- EXCERPTED RECORDS:
**********
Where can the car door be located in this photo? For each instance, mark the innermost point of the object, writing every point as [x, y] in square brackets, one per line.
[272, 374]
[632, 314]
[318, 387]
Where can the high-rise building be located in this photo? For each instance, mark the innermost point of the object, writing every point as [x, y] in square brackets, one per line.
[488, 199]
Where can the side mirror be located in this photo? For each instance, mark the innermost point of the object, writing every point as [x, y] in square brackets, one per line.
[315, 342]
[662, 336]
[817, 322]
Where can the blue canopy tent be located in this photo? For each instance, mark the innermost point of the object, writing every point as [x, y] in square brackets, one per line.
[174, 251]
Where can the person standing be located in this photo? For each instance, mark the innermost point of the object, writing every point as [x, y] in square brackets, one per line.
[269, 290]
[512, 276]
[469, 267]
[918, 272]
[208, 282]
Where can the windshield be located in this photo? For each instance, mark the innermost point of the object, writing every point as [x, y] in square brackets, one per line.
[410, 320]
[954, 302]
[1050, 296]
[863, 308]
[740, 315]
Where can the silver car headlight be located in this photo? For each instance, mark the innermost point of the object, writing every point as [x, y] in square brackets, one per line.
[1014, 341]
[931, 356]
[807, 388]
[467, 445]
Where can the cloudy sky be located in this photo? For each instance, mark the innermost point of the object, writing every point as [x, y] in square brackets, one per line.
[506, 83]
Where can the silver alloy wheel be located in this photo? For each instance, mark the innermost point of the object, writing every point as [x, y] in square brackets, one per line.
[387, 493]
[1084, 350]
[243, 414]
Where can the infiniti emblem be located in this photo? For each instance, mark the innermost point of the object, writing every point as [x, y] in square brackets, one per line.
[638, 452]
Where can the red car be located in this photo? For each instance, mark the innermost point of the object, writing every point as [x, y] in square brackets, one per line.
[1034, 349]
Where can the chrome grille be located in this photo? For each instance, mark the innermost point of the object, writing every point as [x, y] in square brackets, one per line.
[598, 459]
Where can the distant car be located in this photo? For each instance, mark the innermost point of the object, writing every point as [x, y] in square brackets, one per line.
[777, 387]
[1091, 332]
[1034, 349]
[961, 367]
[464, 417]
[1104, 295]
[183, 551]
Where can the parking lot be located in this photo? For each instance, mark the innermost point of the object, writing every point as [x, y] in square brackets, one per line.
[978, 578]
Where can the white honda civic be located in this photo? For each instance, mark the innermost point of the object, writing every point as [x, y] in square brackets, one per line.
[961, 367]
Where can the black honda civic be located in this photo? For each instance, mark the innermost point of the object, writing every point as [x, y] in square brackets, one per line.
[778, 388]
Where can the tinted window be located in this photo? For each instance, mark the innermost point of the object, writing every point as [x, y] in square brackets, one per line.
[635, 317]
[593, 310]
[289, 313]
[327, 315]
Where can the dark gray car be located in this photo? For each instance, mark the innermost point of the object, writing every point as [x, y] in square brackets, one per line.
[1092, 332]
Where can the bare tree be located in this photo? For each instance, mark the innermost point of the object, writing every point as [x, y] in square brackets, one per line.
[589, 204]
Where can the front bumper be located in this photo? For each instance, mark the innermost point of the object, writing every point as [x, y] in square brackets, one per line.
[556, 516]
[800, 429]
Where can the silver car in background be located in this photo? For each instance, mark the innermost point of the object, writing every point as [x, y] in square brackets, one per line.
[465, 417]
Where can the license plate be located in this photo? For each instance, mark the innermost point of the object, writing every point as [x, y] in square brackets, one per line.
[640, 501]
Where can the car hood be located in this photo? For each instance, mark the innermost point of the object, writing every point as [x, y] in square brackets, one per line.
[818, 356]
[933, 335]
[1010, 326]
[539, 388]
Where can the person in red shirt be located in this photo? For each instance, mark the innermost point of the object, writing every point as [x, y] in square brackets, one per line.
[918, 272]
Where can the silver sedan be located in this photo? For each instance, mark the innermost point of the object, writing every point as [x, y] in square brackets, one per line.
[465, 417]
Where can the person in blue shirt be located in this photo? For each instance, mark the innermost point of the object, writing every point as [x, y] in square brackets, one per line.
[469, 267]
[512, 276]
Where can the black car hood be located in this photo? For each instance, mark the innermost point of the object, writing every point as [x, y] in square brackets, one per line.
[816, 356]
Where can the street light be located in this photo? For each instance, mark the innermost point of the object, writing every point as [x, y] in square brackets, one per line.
**********
- EXERCISE AIM:
Extract the full listing and reproduce each line exactly.

- EXERCISE OUTPUT:
Where can the car door be located in this photo? For each instance, mark the innermost point of the object, writing every point as [x, y] in square brackets, one per line.
[272, 374]
[632, 314]
[318, 387]
Where can the high-rise building be located in this photo? For each instance, mark the innermost point of the object, writing every point as [x, y] in square brackets, one per line.
[488, 199]
Where can the side mirror be located in this photo? For each instance, mark the innermost point of the object, writing every point as [x, y] in square brackets, one per line.
[315, 342]
[662, 336]
[817, 322]
Where can the blue canopy tent be located in this photo? For each instance, mark the innermost point of the object, writing every point as [x, y] in square brackets, one per line.
[174, 251]
Where can the person standing be located in this photo? For each instance, mark the innermost point of the object, writing every point as [x, y] in square brackets, one per line.
[269, 290]
[512, 276]
[469, 267]
[918, 272]
[208, 282]
Where can the windshield be located in this photo? For each instance, mark the innermost point of the object, writing every point as [x, y] in square brackets, one per line.
[410, 320]
[954, 302]
[1050, 296]
[863, 308]
[740, 315]
Where can the silver car headlight be located in this photo? For each instance, mark the innermost point of the object, writing every point as [x, y] in square brackets, one per line.
[1014, 341]
[931, 356]
[807, 388]
[467, 445]
Where can the cloudy sky be located in this photo? For each instance, mark the innermost point of the object, writing every point as [x, y] in square brackets, one per line.
[506, 83]
Where can the silver alloy wheel be located in this photo? For each instance, mark the innermost point of the object, writing every point as [x, y] in square brackets, one per line.
[387, 493]
[1084, 350]
[243, 414]
Where can the infiniti emblem be located in this photo? For each instance, mark the innermost point of the object, writing every point as [x, y] in square brackets, one per line.
[638, 452]
Where can the red car be located in this photo? For each instance, mark the innermost point of the object, writing every point as [x, y] in square brackets, one per line.
[1034, 349]
Where can the chrome grille be located in this photo? For each instance, mark the innermost point of the object, writing every point as [x, y] in square brackets, one per line.
[598, 459]
Where can the distant car be located in this photo? For each instance, mark the innermost point of the object, writing every point as [x, y] in square brackets, one per line.
[777, 387]
[1091, 332]
[1034, 349]
[961, 367]
[464, 417]
[1104, 295]
[183, 551]
Where can the parking lot be located in this photo? For each instance, mark the innermost point of the object, writing every point as [x, y] in square brackets, one per line.
[978, 578]
Where can the white honda civic be located in this photo? For each instance, mark the innermost point of the object, writing every point as [x, y] in square brackets, one per line.
[961, 367]
Where can the black honda civic be located in this photo? For each instance, mark the innermost point of the object, writing every point as [x, y] in square brackets, one per line.
[778, 388]
Where can the tinted window be located in this photo? For each instance, mark the innermost point of the object, writing every point as [x, y] in square brackets, one per line.
[635, 317]
[593, 310]
[289, 313]
[327, 315]
Where can the dark gray car be located in this photo? For each instance, mark the innermost point of the object, writing every point as [x, y] in square brackets, one per line.
[1092, 332]
Where can the bare tree be located in this photo? For each instance, mark the innermost point of the object, writing every point as [x, y] in square brackets, one per line.
[589, 204]
Where can the front bumper be located in this photo? For each instance, mark the innermost point of the object, writing every point as [x, y] in square brackets, one per line.
[556, 516]
[800, 429]
Where can the silver car in background be located in this photo? For each instance, mark the innermost point of the object, writing every point as [x, y] in square brackets, one per line.
[465, 417]
Where can the license plate be located in this photo? For each instance, mark the innermost point of the object, writing every point as [x, y] in square brackets, one per line.
[640, 501]
Where can the car hood be located in this photo? For each instance, mark the innermost point of the object, writing every point as [x, y] in square brackets, one per line.
[818, 356]
[933, 335]
[1010, 326]
[539, 388]
Where can the person in red shirt be located in this photo? For each instance, mark the innermost point of the object, writing every point as [x, y] in square brackets, one per line.
[918, 272]
Where can the silver sedan be located in this photo? For each instance, mark the innermost point of the object, writing every point as [x, y] in square brackets, one per line.
[465, 417]
Where can the person in blue shirt be located in this photo? For each instance, mark the innermost point of the object, writing every point as [x, y] in square brackets, one per line.
[469, 267]
[512, 276]
Where can the black car hood be located in this photo? For each instance, mark the innermost point of the object, writing every point as [x, y] in square brackets, one per line.
[816, 356]
Where can the street light be located in this photo? For each instance, mark the innermost point of the object, writing every point as [x, y] in square brackets, one per line.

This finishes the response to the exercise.